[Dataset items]

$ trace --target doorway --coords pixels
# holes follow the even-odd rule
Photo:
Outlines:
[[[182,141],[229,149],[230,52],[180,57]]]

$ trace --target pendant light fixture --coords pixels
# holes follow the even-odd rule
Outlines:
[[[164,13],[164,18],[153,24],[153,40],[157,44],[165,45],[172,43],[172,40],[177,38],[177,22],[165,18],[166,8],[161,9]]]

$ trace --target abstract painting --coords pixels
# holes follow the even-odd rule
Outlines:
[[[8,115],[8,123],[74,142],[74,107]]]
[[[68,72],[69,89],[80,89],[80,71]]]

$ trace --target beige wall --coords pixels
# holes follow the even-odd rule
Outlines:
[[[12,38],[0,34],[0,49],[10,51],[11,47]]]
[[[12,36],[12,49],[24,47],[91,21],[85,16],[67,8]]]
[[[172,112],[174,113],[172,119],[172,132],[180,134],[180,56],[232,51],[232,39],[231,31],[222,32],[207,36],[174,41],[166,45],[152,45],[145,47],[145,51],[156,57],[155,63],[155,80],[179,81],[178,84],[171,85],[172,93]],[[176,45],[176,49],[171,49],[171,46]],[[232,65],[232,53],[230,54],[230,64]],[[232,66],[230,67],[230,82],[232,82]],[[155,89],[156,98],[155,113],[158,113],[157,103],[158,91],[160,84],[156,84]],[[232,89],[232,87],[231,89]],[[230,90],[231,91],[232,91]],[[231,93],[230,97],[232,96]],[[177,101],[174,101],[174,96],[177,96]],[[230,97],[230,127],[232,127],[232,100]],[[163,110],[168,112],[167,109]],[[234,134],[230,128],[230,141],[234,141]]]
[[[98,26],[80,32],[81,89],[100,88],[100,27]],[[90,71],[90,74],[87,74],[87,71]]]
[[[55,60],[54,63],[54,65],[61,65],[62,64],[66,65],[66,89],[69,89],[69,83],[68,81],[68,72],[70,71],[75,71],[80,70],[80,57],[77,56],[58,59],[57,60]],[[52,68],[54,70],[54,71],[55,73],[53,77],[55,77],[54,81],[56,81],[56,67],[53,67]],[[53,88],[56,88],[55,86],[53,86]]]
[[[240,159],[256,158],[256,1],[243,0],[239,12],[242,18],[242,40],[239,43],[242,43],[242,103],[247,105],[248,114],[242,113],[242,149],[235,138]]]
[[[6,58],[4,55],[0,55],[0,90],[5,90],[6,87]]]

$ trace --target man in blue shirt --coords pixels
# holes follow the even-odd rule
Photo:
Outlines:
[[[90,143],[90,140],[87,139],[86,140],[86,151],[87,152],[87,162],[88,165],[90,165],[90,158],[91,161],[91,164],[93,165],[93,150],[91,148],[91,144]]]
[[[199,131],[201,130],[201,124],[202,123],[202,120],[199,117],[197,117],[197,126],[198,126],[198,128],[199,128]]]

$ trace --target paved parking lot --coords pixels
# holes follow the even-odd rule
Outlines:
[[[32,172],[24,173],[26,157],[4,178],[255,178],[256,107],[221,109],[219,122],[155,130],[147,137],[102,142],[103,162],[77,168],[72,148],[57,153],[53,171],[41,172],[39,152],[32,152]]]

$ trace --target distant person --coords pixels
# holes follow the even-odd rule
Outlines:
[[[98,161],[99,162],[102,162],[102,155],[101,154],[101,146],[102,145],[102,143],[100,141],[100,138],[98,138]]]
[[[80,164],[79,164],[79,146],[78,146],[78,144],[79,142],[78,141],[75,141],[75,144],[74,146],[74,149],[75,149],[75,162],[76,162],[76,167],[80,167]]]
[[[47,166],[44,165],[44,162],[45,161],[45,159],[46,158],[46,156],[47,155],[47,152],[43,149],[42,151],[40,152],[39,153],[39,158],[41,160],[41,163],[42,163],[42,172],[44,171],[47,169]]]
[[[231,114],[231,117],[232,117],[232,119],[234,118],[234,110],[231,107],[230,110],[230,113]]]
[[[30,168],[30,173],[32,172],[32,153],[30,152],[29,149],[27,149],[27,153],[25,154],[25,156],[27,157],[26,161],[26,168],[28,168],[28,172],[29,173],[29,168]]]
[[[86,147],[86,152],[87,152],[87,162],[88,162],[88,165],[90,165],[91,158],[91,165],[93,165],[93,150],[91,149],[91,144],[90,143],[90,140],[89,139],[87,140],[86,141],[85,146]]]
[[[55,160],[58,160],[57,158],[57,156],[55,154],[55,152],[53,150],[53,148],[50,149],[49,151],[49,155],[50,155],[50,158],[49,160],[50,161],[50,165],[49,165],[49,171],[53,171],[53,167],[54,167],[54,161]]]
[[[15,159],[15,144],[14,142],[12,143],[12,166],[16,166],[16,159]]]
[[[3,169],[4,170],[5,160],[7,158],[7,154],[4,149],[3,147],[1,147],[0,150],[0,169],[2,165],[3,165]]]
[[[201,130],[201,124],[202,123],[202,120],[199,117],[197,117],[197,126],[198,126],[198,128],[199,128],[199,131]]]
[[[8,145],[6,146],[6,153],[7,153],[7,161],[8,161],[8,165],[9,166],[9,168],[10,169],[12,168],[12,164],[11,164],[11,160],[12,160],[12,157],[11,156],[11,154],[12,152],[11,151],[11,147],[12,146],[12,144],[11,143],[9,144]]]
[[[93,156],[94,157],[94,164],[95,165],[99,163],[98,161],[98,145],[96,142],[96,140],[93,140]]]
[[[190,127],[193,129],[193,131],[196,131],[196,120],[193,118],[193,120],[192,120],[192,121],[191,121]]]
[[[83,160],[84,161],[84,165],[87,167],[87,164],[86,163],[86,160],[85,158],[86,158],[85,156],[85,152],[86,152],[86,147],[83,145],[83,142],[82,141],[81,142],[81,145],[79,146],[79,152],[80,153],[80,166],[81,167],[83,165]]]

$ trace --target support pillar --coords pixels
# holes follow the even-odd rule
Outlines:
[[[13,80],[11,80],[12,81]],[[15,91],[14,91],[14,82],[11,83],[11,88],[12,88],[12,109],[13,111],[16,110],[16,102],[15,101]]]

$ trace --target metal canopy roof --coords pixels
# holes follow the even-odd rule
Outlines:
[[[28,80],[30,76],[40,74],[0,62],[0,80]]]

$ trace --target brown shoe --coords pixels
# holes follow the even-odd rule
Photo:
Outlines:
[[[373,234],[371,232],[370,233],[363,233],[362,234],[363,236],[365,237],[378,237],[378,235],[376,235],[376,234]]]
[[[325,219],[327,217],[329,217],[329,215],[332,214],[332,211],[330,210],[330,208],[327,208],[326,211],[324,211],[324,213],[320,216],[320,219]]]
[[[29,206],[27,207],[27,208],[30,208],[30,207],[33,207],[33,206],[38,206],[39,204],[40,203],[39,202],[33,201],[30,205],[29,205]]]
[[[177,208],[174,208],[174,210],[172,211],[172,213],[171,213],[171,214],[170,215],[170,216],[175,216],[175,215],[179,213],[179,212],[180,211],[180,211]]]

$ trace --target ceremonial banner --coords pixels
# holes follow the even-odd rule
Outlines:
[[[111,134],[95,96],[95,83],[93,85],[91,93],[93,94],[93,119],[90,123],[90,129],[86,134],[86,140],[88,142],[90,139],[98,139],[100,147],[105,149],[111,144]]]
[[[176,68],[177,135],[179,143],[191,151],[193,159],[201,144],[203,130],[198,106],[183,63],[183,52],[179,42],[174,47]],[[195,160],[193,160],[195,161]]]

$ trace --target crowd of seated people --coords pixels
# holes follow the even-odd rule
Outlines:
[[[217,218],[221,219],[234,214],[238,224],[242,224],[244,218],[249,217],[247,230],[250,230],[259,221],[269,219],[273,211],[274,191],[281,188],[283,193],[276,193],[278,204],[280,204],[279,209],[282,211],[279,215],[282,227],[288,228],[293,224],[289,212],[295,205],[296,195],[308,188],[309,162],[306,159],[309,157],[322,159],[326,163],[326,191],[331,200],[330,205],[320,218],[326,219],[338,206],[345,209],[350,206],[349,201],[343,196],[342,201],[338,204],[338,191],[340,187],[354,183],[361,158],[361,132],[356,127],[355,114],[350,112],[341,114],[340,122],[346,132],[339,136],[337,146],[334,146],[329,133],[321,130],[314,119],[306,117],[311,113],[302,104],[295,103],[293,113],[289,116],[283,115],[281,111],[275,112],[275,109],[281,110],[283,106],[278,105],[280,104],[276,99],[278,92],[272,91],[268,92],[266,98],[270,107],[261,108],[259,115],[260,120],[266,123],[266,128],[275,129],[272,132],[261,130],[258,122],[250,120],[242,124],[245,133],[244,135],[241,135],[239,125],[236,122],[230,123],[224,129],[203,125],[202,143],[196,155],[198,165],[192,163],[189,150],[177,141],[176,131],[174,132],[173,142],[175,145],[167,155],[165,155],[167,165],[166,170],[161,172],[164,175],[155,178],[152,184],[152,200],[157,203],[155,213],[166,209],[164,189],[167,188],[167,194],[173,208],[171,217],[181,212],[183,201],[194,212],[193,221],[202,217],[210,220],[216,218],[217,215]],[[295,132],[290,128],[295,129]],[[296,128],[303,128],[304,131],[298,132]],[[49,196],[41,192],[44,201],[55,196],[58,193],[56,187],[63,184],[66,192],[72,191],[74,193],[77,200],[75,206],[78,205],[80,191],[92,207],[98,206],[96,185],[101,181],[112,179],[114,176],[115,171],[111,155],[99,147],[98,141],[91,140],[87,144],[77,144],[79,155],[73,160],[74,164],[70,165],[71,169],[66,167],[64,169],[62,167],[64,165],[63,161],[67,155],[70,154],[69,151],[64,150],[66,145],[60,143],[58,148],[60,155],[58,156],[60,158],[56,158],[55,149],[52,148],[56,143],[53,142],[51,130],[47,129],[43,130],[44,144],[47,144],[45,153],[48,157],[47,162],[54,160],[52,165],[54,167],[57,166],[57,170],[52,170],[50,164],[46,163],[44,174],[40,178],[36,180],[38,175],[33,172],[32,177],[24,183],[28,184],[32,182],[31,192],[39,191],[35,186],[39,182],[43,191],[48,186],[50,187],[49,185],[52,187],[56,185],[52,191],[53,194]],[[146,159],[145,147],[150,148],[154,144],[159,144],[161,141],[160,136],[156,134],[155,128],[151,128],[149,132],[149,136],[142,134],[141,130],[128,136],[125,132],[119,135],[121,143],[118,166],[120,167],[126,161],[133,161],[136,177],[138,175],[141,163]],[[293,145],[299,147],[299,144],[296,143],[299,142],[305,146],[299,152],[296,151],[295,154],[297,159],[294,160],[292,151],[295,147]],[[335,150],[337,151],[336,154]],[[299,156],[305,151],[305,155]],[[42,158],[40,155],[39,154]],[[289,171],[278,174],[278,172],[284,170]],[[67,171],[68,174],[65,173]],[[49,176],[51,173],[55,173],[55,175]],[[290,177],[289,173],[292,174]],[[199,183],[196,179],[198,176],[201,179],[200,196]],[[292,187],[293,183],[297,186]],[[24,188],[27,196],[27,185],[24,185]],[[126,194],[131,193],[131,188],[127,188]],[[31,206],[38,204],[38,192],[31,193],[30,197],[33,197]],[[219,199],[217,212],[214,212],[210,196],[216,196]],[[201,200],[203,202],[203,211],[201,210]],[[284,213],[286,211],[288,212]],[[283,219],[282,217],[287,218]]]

What you need to do.
Return the lines of the records from the one containing "fixture --coords pixels" through the one containing "[[[68,72],[69,89],[80,89],[80,71]]]", both included, with each line exactly as it appears and nothing else.

Problem solution.
$ trace --target pendant light fixture --coords pixels
# holes follow the even-odd rule
Outlines:
[[[164,13],[164,18],[153,24],[153,40],[157,44],[165,45],[172,43],[172,40],[177,38],[177,22],[165,18],[166,8],[161,9]]]

$ trace --target abstract painting --coords pixels
# holes follow the even-odd rule
Outlines:
[[[8,115],[8,123],[74,142],[74,107]]]
[[[68,72],[69,89],[80,89],[80,71]]]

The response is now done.